(Source data)

● ● ● ● ●

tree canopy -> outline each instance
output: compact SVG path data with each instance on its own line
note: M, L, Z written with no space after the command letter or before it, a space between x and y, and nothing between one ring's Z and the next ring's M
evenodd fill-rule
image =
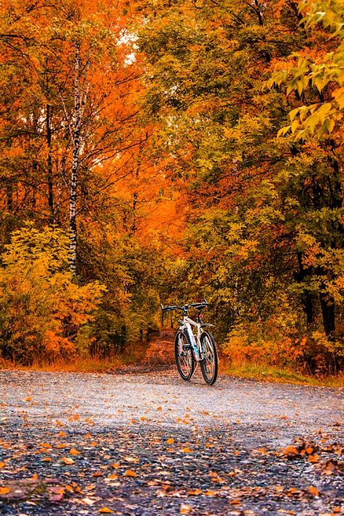
M75 350L206 297L232 358L340 367L343 7L3 2L3 274L27 221L62 232L104 286Z

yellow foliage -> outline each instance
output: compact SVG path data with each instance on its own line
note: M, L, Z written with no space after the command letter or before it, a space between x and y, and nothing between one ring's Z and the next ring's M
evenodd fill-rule
M31 225L16 232L0 268L0 354L22 363L74 353L75 337L91 320L105 288L77 284L61 230Z

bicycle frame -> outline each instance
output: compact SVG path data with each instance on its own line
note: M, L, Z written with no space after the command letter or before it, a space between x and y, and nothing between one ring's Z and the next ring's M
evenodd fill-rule
M195 359L200 362L202 360L203 356L200 353L200 336L202 332L202 324L200 323L196 323L195 321L191 319L188 316L184 315L182 321L178 321L180 323L179 329L181 331L184 331L188 344L193 350L195 354ZM193 332L192 326L195 326L197 328L197 335ZM186 331L185 331L186 330Z
M217 377L218 358L214 338L209 332L204 330L204 327L214 325L203 322L201 310L207 306L208 303L204 299L202 303L193 303L183 306L161 305L161 309L162 314L175 310L181 310L183 313L183 319L178 320L180 327L175 341L175 361L182 379L189 381L200 364L206 383L213 385ZM190 308L198 310L197 321L189 317L188 310ZM193 327L196 328L195 333Z

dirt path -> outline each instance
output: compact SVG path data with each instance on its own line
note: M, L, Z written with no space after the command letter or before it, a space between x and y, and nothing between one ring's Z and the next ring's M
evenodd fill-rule
M343 391L185 383L165 337L136 371L0 371L0 513L340 514Z

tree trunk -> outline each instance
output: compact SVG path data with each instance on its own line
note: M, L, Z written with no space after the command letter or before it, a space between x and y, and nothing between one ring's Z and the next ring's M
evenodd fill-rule
M76 271L76 244L78 230L76 225L76 191L78 187L78 173L79 169L79 152L80 147L81 102L80 98L80 45L75 43L74 61L74 113L72 129L73 157L69 191L69 231L70 257L69 266L72 271Z
M53 178L52 178L52 127L50 119L52 114L52 106L47 105L47 204L50 211L50 220L52 224L54 223L54 194L53 194Z

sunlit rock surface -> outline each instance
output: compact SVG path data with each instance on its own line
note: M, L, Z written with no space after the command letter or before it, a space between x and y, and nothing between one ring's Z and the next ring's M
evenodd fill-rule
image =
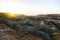
M3 24L3 25L2 25ZM57 17L0 15L1 40L60 40L60 19ZM36 31L36 32L35 32ZM43 35L39 34L42 31ZM31 34L36 34L32 35ZM39 34L39 35L37 35ZM44 35L47 37L44 37ZM41 37L40 37L41 36ZM49 39L51 37L51 39ZM45 39L44 39L45 38Z

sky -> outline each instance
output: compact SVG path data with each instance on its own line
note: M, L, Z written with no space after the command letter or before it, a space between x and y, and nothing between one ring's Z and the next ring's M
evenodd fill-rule
M0 0L0 12L60 14L60 0Z

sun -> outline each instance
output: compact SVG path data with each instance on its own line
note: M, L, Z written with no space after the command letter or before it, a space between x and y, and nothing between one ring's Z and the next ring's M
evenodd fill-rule
M12 14L22 13L23 4L15 3L15 2L1 2L0 4L0 12L9 12Z

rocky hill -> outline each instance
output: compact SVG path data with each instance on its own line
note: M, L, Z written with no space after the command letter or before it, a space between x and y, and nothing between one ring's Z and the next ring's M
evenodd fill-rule
M38 16L0 14L1 40L60 40L60 23Z

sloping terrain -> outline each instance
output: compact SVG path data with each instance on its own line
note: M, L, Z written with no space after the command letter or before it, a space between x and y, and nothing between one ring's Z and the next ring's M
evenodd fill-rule
M3 16L2 16L3 15ZM48 21L49 20L49 21ZM59 23L58 23L59 22ZM0 16L1 40L60 40L60 21L37 16ZM32 35L31 34L35 34ZM42 31L42 32L41 32ZM40 32L43 34L40 35ZM40 37L41 36L41 37ZM45 37L44 37L45 36ZM49 39L49 36L51 39Z

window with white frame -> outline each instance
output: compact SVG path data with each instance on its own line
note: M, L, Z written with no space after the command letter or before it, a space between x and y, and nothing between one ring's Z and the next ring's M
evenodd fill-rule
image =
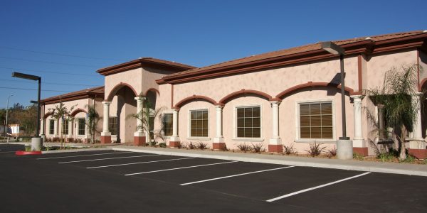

● ● ● ● ●

- **Problem statement**
Update the lines between the one holding "sloping terrain -> outline each instance" and the one holding "M3 16L2 16L3", inclusive, by replacing "compact" with "minimal" and leaving all else unchanged.

- **The result**
sloping terrain -> outline each instance
output: minimal SVG path data with each instance on its own line
note: M, L, Z written with no space after the command letter or before it, a space between x and y, and nothing between one ring's Z and the next ring's M
evenodd fill-rule
M3 16L2 16L3 15ZM48 21L49 20L49 21ZM59 23L58 23L59 22ZM0 16L1 40L60 40L60 21L37 16ZM32 35L31 34L35 34ZM42 31L42 32L41 32ZM40 32L43 34L40 35ZM40 37L41 36L41 37ZM45 37L44 37L45 36ZM49 39L49 36L51 39Z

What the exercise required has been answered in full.